David Hajdu is the author of five acclaimed books of cultural history, biography, and criticism, including Lush Life, and a three-time National Book Critics Circle Award finalist. He is the music critic for the Nation, a professor at the Graduate School of Journalism at Columbia University, and a songwriter and librettist. He lives in New York City.
• • •
▸ WORK REQUEST A:
Transcribe the passage from the author bio starting at "David Hajdu is" and ending at "New York City.".
▸ WORK REQUEST B:
According to the author bio, how many times has David Hajdu been a National Book Critics Circle Award finalist?

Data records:
• • •
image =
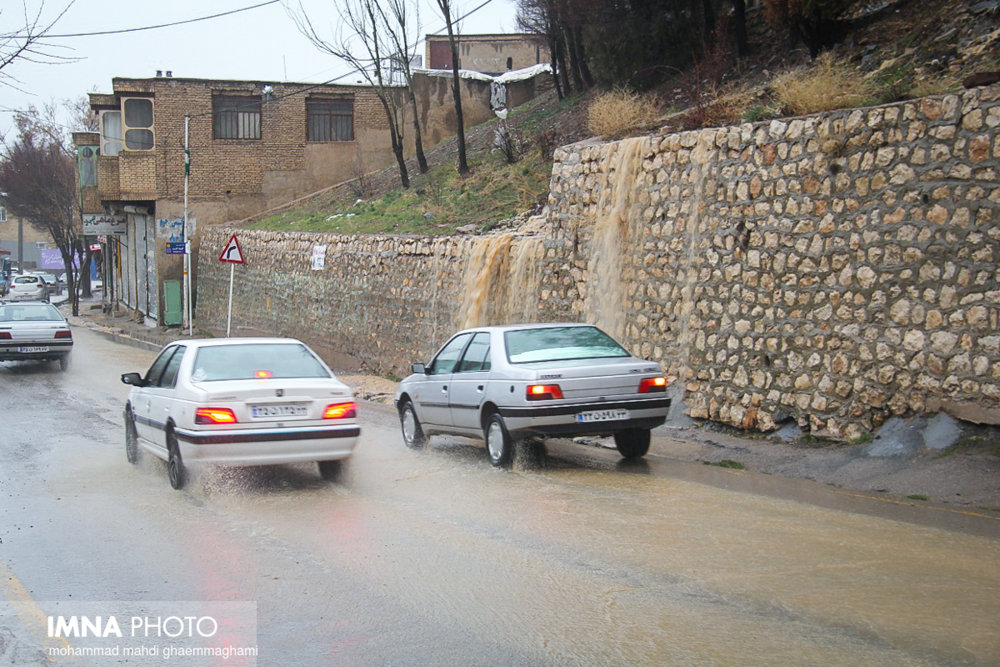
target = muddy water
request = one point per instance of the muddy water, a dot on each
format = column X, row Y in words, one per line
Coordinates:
column 434, row 557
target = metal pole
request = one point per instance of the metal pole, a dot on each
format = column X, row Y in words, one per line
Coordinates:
column 229, row 320
column 186, row 313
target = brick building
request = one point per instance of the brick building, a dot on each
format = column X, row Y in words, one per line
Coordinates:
column 489, row 54
column 252, row 145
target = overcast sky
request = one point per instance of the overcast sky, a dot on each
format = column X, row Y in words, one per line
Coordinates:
column 258, row 44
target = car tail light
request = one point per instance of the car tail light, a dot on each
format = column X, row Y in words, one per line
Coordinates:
column 341, row 411
column 543, row 392
column 651, row 385
column 214, row 416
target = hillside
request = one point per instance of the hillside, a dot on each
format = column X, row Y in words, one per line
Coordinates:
column 895, row 50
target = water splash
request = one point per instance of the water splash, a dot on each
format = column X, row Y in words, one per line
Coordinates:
column 619, row 206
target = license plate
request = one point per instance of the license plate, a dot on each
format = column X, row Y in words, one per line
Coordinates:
column 278, row 411
column 602, row 416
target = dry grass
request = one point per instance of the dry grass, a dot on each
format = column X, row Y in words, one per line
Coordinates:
column 614, row 113
column 826, row 85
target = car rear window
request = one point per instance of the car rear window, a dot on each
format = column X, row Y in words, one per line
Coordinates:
column 560, row 343
column 34, row 313
column 256, row 361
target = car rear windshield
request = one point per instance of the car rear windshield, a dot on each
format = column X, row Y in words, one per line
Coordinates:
column 560, row 343
column 256, row 362
column 32, row 313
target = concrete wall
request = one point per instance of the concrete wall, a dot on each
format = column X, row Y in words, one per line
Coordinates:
column 834, row 270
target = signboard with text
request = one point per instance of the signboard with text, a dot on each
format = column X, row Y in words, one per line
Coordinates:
column 103, row 223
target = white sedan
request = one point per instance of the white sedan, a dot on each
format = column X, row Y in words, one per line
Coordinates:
column 503, row 383
column 241, row 402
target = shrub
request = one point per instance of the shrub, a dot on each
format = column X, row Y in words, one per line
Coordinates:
column 614, row 113
column 826, row 85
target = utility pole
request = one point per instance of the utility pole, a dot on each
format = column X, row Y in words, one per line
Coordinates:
column 187, row 244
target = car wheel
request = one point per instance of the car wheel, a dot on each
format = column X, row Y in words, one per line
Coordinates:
column 413, row 434
column 632, row 443
column 175, row 466
column 329, row 470
column 131, row 438
column 499, row 444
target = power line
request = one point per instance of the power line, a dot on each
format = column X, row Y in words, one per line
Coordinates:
column 151, row 27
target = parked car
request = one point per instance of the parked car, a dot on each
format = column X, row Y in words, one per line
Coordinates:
column 51, row 283
column 27, row 288
column 504, row 383
column 241, row 402
column 34, row 331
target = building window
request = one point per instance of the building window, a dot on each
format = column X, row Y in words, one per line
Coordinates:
column 235, row 117
column 86, row 160
column 111, row 132
column 330, row 119
column 138, row 115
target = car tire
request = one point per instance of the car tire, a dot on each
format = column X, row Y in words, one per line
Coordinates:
column 329, row 470
column 632, row 443
column 413, row 434
column 499, row 443
column 175, row 466
column 131, row 438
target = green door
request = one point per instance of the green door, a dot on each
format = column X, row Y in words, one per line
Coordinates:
column 172, row 302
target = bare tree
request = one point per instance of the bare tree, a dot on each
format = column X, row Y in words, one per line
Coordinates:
column 362, row 21
column 398, row 28
column 456, row 85
column 38, row 177
column 24, row 38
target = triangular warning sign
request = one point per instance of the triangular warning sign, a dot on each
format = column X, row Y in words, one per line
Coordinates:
column 232, row 252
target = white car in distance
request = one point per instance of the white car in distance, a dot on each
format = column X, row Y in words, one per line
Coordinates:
column 239, row 402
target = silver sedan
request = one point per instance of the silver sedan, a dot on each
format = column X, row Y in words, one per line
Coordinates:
column 241, row 402
column 35, row 331
column 503, row 383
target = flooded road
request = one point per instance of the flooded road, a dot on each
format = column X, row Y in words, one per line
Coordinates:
column 433, row 557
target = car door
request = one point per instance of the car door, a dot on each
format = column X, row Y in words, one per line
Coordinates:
column 468, row 383
column 431, row 398
column 163, row 397
column 146, row 424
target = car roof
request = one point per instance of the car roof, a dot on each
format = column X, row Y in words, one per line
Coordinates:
column 519, row 327
column 218, row 342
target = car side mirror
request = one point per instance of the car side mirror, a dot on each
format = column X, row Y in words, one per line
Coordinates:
column 132, row 378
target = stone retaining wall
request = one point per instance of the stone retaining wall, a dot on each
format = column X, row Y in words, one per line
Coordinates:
column 836, row 269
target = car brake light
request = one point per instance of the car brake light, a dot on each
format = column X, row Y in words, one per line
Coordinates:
column 543, row 392
column 214, row 416
column 341, row 411
column 651, row 385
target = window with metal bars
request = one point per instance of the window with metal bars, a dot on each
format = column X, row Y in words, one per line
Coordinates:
column 235, row 117
column 330, row 119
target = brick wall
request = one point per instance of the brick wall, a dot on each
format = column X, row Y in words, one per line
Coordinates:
column 834, row 270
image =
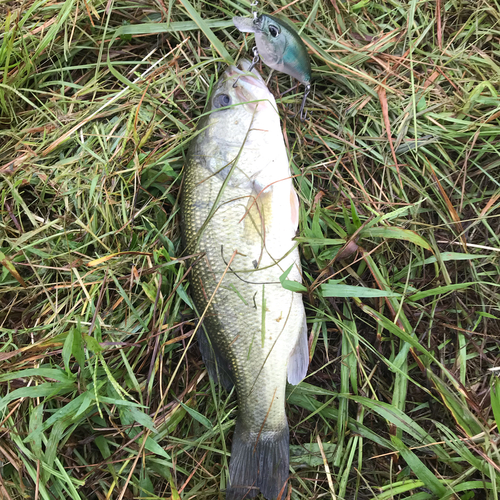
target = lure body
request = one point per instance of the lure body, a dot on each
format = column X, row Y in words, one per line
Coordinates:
column 279, row 45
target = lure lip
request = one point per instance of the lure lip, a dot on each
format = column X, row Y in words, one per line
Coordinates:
column 245, row 24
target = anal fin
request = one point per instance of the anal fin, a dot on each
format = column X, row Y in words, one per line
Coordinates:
column 299, row 357
column 217, row 365
column 259, row 461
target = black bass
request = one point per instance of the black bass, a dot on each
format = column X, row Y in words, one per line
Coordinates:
column 240, row 211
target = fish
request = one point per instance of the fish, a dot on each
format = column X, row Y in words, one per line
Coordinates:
column 278, row 45
column 239, row 218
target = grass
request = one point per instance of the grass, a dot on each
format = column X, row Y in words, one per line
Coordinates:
column 103, row 392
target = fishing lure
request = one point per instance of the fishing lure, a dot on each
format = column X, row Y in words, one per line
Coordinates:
column 280, row 47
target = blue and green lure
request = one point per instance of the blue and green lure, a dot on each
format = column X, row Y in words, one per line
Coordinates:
column 280, row 47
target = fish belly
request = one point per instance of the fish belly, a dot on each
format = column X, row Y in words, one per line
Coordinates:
column 252, row 324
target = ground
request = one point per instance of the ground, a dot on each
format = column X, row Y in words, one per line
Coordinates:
column 103, row 391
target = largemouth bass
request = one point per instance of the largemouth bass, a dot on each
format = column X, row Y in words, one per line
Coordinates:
column 240, row 212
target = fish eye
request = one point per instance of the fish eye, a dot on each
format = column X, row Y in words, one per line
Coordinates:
column 221, row 101
column 274, row 30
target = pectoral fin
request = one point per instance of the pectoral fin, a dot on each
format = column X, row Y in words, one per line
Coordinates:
column 294, row 205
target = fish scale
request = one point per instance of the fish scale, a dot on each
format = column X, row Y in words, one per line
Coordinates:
column 253, row 325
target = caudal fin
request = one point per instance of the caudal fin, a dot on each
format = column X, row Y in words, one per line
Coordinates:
column 258, row 462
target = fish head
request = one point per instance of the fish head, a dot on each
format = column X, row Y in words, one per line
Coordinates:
column 242, row 105
column 279, row 45
column 241, row 121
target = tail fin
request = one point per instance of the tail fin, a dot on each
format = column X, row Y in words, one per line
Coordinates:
column 258, row 462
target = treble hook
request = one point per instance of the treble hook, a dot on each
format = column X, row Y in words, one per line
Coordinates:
column 254, row 12
column 302, row 113
column 255, row 60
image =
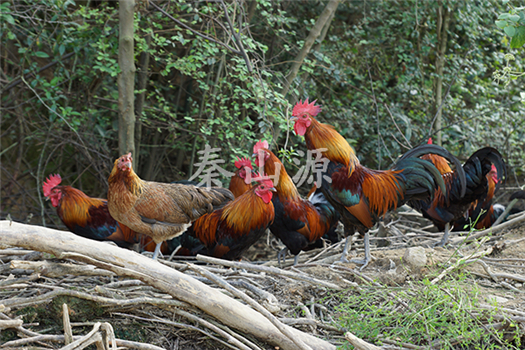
• • •
▸ ANSWER A:
David Hajdu is the author of five acclaimed books of cultural history, biography, and criticism, including Lush Life, and a three-time National Book Critics Circle Award finalist. He is the music critic for the Nation, a professor at the Graduate School of Journalism at Columbia University, and a songwriter and librettist. He lives in New York City.

▸ ANSWER B:
Three times.